Saved data entries
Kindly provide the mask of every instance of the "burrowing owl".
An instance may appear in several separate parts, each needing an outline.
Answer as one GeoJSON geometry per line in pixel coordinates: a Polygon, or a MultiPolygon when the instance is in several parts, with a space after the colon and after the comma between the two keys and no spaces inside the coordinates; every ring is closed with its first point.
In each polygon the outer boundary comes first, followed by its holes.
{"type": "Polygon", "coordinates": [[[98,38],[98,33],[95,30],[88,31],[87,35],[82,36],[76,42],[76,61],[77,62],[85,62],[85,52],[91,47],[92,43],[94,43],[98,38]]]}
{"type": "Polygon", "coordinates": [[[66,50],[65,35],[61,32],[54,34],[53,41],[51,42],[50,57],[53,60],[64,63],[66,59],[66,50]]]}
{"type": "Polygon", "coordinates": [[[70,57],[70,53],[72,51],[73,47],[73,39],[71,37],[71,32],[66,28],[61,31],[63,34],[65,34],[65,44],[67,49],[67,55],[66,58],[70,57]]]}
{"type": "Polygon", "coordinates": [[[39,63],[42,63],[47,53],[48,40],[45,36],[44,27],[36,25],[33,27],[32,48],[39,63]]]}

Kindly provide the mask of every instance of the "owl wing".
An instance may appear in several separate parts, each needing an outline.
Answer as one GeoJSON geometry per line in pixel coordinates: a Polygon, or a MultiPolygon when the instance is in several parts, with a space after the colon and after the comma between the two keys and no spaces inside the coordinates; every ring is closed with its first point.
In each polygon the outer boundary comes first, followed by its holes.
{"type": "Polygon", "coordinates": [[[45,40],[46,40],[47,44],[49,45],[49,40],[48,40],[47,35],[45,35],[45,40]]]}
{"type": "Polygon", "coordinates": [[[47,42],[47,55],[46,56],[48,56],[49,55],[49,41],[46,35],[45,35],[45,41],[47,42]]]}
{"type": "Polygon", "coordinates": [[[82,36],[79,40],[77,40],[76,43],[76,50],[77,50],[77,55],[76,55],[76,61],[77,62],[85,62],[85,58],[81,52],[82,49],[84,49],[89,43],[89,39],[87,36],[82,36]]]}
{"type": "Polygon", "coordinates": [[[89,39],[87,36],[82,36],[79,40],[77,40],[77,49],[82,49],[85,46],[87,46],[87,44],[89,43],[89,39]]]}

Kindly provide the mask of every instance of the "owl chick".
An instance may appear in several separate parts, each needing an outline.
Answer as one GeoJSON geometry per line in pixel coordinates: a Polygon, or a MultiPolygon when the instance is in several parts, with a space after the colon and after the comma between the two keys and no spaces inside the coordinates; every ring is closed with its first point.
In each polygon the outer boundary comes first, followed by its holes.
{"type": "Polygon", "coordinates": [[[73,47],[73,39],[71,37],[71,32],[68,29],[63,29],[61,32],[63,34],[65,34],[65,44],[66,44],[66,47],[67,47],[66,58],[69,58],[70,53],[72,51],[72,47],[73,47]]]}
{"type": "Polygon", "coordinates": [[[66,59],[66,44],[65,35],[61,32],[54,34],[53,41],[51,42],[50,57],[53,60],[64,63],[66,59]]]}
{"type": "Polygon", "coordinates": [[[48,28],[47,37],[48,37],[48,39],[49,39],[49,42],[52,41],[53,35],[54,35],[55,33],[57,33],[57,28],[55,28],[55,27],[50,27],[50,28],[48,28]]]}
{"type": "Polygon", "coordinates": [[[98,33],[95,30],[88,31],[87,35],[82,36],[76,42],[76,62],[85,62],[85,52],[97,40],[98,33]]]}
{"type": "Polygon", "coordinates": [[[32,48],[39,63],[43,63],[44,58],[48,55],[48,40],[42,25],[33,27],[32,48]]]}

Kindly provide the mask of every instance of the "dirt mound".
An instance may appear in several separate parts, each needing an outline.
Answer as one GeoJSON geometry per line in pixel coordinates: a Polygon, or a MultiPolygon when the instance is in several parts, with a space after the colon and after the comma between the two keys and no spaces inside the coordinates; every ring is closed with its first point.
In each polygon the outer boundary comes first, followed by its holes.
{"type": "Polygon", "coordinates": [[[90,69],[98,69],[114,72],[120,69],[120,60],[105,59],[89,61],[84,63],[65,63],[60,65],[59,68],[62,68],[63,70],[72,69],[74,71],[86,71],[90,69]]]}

Work to be completed
Your answer must be every record above, set down exactly as written.

Completed task
Kindly provide the mask of every instance of the "burrowing owl".
An instance may appear in several separate parts, each needing an outline.
Answer as one GeoJSON geometry per line in pixel coordinates: a Polygon, or a MultiPolygon when the instance is in several parts, with a space after the colon and after the comma between the two keys and no spaces inside the coordinates; every ring is closed with its first point.
In each polygon the outer boundary comes first, followed by its holes.
{"type": "Polygon", "coordinates": [[[98,38],[98,33],[95,30],[88,31],[87,35],[82,36],[76,42],[76,61],[77,62],[85,62],[85,52],[91,47],[92,43],[94,43],[98,38]]]}
{"type": "Polygon", "coordinates": [[[66,50],[65,35],[61,32],[54,34],[53,41],[51,42],[50,57],[53,60],[64,63],[66,59],[66,50]]]}
{"type": "Polygon", "coordinates": [[[70,57],[70,53],[72,51],[73,47],[73,39],[71,37],[71,32],[66,28],[61,31],[63,34],[65,34],[65,44],[67,49],[67,55],[66,58],[70,57]]]}
{"type": "Polygon", "coordinates": [[[39,63],[42,63],[47,53],[48,40],[45,36],[44,27],[36,25],[33,27],[32,48],[39,63]]]}

Kindly provide the mask of every instance of the "owl wing".
An instance may appear in several separate parts, each needing an outline.
Answer as one GeoJSON geometry per line in pixel coordinates: a Polygon, or a MultiPolygon when the instance is in several parts, with a space after the colon and after the comma between the two keys and no spaces inside the coordinates; every ring is closed with its first point.
In each polygon the outer boundary comes first, followed by its holes.
{"type": "Polygon", "coordinates": [[[45,40],[46,40],[47,44],[49,45],[49,40],[48,40],[47,35],[45,35],[45,40]]]}
{"type": "Polygon", "coordinates": [[[47,42],[47,55],[46,56],[48,56],[49,55],[49,41],[46,35],[45,35],[45,41],[47,42]]]}
{"type": "Polygon", "coordinates": [[[82,36],[79,40],[77,40],[76,43],[76,50],[77,50],[77,55],[76,55],[76,61],[77,62],[85,62],[85,58],[81,52],[82,49],[84,49],[89,43],[89,39],[87,36],[82,36]]]}
{"type": "Polygon", "coordinates": [[[89,39],[87,36],[82,36],[79,40],[77,40],[77,49],[82,49],[85,46],[87,46],[87,44],[89,43],[89,39]]]}

Kindly provide the mask of every instance of the "owl chick".
An instance may appear in several separate parts, each needing an outline.
Answer as one GeoJSON geometry per line in pixel coordinates: a Polygon, or a MultiPolygon when the instance is in several parts, with a space after the colon and after the comma between the two keys and no spaces inside the coordinates; every ring is closed with its first point.
In each polygon the outer boundary comes first, followed by its holes.
{"type": "Polygon", "coordinates": [[[73,47],[73,39],[71,37],[71,32],[68,29],[63,29],[61,32],[63,34],[65,34],[65,44],[66,44],[66,47],[67,47],[66,58],[69,58],[70,53],[72,51],[72,47],[73,47]]]}
{"type": "Polygon", "coordinates": [[[66,59],[66,44],[65,35],[61,32],[54,34],[53,41],[51,42],[50,57],[53,60],[64,63],[66,59]]]}
{"type": "Polygon", "coordinates": [[[48,28],[47,37],[48,37],[48,39],[49,39],[49,42],[52,41],[53,35],[54,35],[55,33],[57,33],[57,28],[55,28],[55,27],[50,27],[50,28],[48,28]]]}
{"type": "Polygon", "coordinates": [[[98,33],[95,30],[88,31],[87,35],[82,36],[76,42],[76,62],[85,62],[85,52],[97,40],[98,33]]]}
{"type": "Polygon", "coordinates": [[[32,48],[39,63],[43,63],[44,58],[48,55],[48,40],[42,25],[33,27],[32,48]]]}

Kindly provide the mask of every instance of the "dirt mound".
An instance may appear in several separate parts, each needing an outline.
Answer as one GeoJSON geometry per line in pixel coordinates: a Polygon, or a MultiPolygon when the instance is in several parts, with a space after the colon and after the comma between the two keys and no spaces inside the coordinates; every ring is closed with its first point.
In each polygon the outer boundary comes first, followed by its holes.
{"type": "Polygon", "coordinates": [[[90,69],[98,69],[114,72],[120,69],[120,60],[105,59],[89,61],[84,63],[65,63],[60,65],[59,68],[62,68],[63,70],[72,69],[74,71],[86,71],[90,69]]]}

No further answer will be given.